#### [Work order]
Can you pull out each line of the data below that includes the word "frame"?

[Saved entries]
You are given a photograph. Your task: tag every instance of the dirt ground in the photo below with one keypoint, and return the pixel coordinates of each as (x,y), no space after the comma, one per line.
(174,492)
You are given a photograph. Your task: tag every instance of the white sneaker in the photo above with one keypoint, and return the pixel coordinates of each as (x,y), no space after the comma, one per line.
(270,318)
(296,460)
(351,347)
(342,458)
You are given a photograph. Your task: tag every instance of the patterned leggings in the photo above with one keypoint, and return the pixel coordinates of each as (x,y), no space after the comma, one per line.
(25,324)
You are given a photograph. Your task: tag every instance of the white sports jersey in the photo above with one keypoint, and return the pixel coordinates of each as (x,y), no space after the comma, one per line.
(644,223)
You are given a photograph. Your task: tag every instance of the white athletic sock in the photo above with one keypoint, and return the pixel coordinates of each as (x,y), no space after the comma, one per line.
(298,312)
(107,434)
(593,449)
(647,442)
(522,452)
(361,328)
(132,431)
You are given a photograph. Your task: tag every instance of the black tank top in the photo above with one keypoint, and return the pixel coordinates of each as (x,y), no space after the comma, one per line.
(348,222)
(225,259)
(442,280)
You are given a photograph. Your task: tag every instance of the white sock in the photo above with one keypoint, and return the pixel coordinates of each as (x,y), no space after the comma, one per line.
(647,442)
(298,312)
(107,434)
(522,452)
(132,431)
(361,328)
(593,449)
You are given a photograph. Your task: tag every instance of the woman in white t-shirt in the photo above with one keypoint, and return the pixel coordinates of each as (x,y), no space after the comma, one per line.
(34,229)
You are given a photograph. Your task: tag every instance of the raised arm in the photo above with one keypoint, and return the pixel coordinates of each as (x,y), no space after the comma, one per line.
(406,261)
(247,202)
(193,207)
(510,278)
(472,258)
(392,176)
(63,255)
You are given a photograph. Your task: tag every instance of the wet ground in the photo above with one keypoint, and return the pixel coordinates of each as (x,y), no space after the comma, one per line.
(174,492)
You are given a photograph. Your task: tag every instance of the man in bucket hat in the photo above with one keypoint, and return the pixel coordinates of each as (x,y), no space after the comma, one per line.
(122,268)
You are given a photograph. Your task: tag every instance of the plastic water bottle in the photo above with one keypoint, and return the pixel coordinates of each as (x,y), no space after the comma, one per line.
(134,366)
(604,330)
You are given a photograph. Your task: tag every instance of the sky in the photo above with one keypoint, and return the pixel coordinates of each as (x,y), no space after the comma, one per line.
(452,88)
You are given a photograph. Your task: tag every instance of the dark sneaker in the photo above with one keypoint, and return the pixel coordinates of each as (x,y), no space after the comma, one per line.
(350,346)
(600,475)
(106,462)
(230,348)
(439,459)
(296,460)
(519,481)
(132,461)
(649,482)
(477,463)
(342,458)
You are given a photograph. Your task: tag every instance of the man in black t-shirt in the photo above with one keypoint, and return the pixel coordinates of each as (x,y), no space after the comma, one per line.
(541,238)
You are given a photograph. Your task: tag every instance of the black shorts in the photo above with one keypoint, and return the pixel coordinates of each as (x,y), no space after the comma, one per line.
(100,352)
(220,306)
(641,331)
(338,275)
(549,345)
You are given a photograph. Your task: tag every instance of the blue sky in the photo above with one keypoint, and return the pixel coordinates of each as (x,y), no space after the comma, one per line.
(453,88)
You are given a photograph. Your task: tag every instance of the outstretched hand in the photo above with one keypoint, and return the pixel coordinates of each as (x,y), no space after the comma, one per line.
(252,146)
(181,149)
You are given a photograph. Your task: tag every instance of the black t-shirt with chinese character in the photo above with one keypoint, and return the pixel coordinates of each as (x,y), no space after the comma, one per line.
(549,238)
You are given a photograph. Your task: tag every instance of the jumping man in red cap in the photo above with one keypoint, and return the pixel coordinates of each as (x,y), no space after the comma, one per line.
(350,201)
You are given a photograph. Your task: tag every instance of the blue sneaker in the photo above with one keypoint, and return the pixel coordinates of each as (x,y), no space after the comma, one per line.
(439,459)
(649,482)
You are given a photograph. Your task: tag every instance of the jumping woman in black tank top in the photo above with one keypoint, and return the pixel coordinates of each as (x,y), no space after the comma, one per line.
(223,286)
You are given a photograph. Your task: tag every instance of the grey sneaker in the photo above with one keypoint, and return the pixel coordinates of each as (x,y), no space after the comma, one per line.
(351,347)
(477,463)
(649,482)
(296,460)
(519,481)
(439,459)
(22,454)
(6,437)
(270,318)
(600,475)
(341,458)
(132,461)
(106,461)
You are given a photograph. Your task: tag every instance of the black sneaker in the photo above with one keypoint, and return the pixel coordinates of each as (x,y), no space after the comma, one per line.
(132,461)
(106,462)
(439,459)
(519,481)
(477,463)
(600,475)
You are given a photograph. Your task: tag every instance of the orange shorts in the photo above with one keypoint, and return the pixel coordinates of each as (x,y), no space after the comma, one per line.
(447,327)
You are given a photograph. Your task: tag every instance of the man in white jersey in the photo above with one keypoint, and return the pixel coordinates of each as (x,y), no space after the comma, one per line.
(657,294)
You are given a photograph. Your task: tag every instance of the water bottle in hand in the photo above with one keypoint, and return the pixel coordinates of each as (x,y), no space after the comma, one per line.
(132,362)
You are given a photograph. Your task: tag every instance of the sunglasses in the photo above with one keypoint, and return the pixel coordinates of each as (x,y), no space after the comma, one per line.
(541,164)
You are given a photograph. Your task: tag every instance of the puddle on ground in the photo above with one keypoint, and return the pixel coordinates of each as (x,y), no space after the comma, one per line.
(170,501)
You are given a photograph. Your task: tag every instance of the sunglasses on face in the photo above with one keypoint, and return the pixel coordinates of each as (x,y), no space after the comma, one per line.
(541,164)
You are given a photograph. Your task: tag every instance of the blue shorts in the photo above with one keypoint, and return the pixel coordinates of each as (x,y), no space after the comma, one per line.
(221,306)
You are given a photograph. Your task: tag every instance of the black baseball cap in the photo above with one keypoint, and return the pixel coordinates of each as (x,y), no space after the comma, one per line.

...

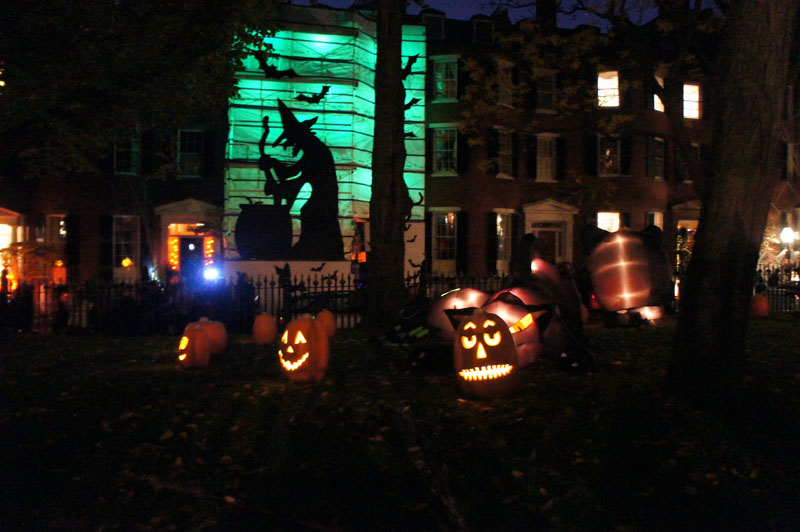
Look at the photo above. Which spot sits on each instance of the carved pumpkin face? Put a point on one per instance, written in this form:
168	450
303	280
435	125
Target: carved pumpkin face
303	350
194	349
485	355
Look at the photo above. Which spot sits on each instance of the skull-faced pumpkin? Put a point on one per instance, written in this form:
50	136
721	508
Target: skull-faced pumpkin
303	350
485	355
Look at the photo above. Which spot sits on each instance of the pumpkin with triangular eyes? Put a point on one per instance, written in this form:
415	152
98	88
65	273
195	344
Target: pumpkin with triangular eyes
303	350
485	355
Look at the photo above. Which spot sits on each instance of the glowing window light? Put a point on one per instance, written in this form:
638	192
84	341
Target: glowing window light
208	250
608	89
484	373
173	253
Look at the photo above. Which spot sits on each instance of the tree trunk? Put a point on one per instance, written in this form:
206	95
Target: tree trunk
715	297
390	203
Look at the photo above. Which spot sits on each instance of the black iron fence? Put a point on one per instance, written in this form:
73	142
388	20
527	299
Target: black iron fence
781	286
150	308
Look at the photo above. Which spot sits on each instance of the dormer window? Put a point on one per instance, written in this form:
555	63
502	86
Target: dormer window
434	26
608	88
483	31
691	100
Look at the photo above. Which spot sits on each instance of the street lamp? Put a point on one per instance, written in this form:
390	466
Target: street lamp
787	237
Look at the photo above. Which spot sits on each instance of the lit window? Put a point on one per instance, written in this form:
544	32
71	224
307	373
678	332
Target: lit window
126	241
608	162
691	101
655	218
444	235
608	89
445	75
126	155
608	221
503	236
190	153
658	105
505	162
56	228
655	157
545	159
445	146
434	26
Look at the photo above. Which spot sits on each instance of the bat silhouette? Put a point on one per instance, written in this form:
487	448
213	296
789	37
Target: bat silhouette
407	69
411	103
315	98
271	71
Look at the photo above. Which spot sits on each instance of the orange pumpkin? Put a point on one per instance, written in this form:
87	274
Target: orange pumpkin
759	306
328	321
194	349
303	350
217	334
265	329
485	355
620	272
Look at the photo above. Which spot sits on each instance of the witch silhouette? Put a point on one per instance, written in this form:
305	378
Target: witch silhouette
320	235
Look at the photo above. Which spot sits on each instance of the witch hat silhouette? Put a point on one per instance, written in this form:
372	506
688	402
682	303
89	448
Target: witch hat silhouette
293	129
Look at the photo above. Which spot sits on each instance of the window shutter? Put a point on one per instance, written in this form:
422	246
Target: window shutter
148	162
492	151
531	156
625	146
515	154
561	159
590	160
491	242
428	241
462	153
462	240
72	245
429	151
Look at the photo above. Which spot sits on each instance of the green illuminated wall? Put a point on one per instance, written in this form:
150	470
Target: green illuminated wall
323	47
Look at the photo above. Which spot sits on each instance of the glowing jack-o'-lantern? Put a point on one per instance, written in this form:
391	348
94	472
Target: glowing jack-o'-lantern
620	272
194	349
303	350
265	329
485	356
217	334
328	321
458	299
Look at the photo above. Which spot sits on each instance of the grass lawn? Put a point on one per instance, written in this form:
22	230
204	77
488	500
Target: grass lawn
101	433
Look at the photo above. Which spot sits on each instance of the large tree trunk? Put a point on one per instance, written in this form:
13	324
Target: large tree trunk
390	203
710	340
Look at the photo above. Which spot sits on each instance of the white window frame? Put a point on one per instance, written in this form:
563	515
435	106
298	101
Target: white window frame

#### [Reply]
Look at the photo above. Which spot sits on each instance of the white window frame? Put a point on one per instance, written in this form:
Target: white window frame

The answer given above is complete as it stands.